> Provided records
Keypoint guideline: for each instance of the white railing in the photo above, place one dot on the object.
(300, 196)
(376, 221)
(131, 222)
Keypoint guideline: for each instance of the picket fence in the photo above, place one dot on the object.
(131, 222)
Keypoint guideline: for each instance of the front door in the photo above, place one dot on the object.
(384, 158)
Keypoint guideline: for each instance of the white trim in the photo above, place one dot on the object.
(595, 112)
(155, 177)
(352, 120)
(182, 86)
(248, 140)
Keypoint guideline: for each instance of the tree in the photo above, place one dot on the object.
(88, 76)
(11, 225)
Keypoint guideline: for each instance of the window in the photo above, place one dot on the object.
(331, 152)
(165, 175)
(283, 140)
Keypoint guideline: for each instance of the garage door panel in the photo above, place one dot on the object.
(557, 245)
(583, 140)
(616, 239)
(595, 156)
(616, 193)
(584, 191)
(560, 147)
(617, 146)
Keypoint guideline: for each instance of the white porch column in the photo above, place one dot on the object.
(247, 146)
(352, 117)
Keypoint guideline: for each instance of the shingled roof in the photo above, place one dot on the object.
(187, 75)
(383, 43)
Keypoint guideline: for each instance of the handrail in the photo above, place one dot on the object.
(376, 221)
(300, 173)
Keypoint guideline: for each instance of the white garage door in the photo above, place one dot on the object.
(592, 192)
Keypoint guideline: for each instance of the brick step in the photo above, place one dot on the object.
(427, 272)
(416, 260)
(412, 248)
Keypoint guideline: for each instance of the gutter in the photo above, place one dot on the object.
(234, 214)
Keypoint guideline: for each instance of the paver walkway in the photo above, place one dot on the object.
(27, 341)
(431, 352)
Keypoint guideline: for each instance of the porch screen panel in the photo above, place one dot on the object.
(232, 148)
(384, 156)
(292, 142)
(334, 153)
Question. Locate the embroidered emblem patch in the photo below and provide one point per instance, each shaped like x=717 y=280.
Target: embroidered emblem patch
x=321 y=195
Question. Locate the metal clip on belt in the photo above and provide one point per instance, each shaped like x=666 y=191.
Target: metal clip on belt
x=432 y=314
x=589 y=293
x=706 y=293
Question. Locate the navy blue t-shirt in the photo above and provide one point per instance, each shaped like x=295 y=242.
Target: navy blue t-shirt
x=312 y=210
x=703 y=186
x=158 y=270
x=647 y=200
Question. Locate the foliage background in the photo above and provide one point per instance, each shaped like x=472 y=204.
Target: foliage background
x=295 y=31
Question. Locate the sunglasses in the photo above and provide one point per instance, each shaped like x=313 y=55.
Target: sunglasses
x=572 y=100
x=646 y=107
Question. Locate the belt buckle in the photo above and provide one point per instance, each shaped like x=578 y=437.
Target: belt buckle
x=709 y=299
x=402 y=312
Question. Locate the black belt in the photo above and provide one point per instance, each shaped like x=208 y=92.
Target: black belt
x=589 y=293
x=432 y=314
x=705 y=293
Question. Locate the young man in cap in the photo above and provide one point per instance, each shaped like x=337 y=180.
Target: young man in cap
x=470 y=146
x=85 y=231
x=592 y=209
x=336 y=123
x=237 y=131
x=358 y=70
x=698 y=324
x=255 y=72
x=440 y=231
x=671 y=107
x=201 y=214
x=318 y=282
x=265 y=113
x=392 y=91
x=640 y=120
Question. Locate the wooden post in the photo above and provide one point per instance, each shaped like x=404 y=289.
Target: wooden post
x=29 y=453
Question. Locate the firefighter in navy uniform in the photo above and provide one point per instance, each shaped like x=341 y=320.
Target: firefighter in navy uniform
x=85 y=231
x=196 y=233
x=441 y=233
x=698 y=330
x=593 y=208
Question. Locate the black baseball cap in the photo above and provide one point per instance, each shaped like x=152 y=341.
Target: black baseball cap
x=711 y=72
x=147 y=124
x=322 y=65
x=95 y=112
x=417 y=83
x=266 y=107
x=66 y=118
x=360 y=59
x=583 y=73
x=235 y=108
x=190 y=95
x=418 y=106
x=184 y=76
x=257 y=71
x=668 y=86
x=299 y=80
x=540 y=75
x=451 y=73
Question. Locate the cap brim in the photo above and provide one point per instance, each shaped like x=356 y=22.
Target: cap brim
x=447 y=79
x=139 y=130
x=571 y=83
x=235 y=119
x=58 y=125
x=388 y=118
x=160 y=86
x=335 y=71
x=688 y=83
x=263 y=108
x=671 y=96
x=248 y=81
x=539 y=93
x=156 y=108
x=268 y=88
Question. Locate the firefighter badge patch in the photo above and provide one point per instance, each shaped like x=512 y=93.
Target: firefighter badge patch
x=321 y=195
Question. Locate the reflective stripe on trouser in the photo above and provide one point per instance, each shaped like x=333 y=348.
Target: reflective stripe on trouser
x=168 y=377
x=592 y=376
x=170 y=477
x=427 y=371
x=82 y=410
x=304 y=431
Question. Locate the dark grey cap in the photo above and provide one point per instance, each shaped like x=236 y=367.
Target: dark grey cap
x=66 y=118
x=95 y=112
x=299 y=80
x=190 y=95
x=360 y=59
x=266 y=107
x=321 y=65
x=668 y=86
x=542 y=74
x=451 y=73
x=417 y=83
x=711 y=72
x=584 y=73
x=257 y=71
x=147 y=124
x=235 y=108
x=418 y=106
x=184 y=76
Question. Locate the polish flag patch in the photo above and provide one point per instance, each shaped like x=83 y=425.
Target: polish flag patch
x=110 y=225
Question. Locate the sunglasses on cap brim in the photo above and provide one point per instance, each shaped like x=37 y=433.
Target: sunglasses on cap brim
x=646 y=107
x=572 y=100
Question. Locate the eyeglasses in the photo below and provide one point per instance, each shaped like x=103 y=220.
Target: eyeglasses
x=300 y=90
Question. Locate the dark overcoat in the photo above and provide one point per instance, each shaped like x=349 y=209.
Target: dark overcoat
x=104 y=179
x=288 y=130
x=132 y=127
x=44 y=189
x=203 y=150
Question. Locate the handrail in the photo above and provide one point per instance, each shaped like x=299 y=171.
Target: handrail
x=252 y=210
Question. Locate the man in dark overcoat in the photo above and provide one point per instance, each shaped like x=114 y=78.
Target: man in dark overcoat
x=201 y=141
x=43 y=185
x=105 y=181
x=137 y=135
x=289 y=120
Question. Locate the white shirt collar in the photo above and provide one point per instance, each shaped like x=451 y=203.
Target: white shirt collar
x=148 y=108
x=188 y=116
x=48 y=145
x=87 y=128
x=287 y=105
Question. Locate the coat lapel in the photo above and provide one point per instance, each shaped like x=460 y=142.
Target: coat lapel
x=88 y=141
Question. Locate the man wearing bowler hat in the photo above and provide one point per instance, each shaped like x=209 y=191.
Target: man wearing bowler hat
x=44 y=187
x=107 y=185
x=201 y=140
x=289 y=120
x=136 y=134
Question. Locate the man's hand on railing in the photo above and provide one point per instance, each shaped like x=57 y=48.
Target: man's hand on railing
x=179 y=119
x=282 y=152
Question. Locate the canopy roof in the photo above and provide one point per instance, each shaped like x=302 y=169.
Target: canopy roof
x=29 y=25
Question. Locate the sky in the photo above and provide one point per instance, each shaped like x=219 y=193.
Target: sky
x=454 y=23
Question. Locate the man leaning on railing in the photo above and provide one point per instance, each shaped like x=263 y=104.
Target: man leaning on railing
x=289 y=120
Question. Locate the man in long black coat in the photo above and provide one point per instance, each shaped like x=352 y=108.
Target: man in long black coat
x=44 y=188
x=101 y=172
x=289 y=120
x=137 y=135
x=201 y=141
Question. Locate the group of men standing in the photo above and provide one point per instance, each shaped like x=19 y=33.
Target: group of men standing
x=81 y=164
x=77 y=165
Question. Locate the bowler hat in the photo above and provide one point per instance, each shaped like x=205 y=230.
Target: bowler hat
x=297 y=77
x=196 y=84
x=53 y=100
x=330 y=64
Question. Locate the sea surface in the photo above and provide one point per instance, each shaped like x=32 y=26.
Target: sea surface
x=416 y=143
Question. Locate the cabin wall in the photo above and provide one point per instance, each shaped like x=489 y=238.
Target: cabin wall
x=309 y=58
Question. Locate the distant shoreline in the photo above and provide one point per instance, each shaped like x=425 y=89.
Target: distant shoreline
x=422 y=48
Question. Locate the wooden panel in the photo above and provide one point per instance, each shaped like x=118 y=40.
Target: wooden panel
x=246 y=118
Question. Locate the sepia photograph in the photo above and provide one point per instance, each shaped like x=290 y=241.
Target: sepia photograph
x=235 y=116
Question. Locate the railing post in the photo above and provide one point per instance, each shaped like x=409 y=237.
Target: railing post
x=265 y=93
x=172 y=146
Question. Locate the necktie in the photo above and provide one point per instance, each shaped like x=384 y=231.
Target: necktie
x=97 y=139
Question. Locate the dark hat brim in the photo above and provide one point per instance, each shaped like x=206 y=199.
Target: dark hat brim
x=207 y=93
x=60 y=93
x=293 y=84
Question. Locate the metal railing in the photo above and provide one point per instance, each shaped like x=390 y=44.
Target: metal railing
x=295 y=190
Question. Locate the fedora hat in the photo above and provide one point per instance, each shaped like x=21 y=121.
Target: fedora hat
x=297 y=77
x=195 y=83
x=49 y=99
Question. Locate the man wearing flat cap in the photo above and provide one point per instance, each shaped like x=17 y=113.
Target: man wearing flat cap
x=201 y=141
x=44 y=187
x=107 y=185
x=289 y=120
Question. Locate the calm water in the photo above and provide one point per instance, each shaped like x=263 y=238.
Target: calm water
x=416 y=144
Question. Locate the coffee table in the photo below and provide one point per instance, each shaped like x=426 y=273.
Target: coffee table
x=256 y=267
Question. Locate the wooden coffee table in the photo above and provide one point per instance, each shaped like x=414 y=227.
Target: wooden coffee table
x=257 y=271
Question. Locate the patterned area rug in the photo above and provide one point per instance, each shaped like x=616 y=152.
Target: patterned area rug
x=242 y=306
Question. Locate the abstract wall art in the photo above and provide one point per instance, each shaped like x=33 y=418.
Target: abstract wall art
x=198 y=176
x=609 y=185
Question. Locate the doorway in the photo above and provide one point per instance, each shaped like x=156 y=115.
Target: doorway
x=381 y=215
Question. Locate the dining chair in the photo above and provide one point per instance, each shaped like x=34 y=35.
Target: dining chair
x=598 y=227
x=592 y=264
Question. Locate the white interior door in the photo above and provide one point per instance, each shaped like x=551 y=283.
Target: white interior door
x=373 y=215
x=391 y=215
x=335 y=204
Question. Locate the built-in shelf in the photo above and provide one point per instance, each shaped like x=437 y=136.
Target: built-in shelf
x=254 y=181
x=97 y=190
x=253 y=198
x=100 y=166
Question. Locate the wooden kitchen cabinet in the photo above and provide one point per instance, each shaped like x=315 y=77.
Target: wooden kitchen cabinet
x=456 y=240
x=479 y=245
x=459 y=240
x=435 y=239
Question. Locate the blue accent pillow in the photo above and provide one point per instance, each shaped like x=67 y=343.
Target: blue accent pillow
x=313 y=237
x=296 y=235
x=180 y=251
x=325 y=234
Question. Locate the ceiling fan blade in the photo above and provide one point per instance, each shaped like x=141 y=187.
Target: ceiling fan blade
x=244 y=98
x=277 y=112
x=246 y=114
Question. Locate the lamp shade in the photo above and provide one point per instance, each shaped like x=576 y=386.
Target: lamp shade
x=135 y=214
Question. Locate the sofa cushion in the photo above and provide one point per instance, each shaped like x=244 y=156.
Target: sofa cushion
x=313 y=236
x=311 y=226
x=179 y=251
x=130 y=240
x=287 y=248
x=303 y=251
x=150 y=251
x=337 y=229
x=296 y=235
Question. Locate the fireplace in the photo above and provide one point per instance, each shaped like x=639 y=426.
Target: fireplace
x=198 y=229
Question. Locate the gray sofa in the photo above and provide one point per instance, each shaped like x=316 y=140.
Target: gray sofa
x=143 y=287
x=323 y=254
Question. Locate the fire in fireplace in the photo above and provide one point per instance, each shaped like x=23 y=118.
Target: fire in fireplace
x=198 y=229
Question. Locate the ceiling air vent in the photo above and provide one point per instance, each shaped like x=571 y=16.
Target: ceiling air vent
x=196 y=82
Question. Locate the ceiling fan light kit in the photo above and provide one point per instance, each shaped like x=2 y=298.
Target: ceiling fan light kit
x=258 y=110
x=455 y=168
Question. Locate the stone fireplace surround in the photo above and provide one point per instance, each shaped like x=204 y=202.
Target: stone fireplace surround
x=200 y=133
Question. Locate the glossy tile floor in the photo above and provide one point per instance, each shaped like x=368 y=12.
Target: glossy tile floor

> Your task
Your task is to return, exactly and on their own, the lines from the one containing "Question. Locate the fireplace" through the last line of the listing.

> Result below
Question. Locate the fireplace in the photo above and provide one point per instance, each shaped like x=639 y=426.
Target: fireplace
x=198 y=229
Question. Locate the gray sofa in the photo above and provide one point per instance, each shaped like x=316 y=140.
Target: gray sofa
x=143 y=287
x=323 y=254
Question. Locate the fire in fireplace in the photo above and provide one point per instance, each shaped like x=23 y=118.
Target: fire in fireplace
x=198 y=229
Question. Locate the ceiling air vent in the photo above and provide one point per instance, each shaped like x=571 y=16.
Target: ceiling air vent
x=196 y=82
Question. Locate the ceiling fan light kit in the photo above and provide one point per instance, each shaped like x=2 y=298.
Target: ceiling fan light kit
x=258 y=110
x=455 y=168
Question. Locate the stone fireplace surround in the photo above and provide one point per instance, each shaped like x=204 y=202.
Target: stone fireplace surround
x=200 y=133
Question. Locate the glossy tile floor in the photo above and provide one point per instance, each shaped like x=368 y=12.
Target: glossy tile floor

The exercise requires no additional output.